- **Selection**
After hearing Cohen perform live on his ‘09 world tour, I want to have ‘tea and oranges that come all the way from China’ in old Montréal by the St. Lawrence River.

by Suzanne Morphet

Montréal, QC is famous for lots of things: Expo 67, smoked meat sandwiches, the 1976 Olympics, the John Lennon-Yoko Ono bed-in for peace…. but Leonard Cohen’s hometown? 

Canada’s musical giant is media shy—you wouldn’t catch him staging a protest in bed—which explains why his private life stays so private. And perhaps why Montréal doesn’t boast about its singing, songwriting superstar son.

But after hearing Cohen perform live on his ’09 world tour, I’m on a Hallelujah high.

I want to have “tea and oranges that come all the way from China” in old Montréal by the St. Lawrence River.

I want to visit the 17th century church—the Chapel of Notre-Dame-de-Bon-Secours, the oldest in Montréal—where “the sun pours down like honey, on our lady of the harbour,” and where carved replicas of sailing ships inspired Cohen to see Jesus as a sailor.

- **Tasks to perform**
a) Translate this sentence from the Leonard Cohen travel piece into Spanish: "But after hearing Cohen perform live on his ’09 world tour, I’m on a Hallelujah high."
b) Turn the paragraph of the Leonard Cohen travel piece that begins "Montréal, QC is famous for lots of things" into a short bulleted list that keeps its main facts.
c) According to the Leonard Cohen travel piece, which church is the oldest in Montréal?
The lines that follow the text come from a different source.

- **Available data**

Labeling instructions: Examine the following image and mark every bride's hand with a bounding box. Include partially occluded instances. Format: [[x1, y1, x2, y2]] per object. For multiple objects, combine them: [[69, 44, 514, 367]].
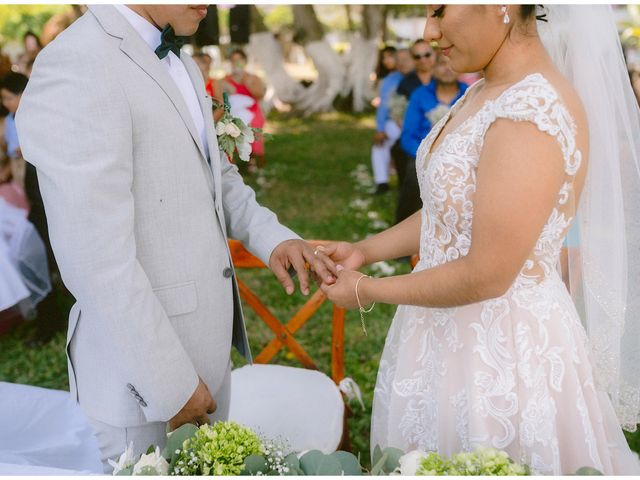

- **Answer list**
a) Pero después de oír a Cohen actuar en vivo en su gira mundial de 2009, estoy en un subidón de Hallelujah.

b)
Montréal, QC is famous for:
- Expo 67
- Smoked meat sandwiches
- The 1976 Olympics
- The John Lennon-Yoko Ono bed-in for peace

It is less known as Leonard Cohen's hometown.

c) The Chapel of Notre-Dame-de-Bon-Secours.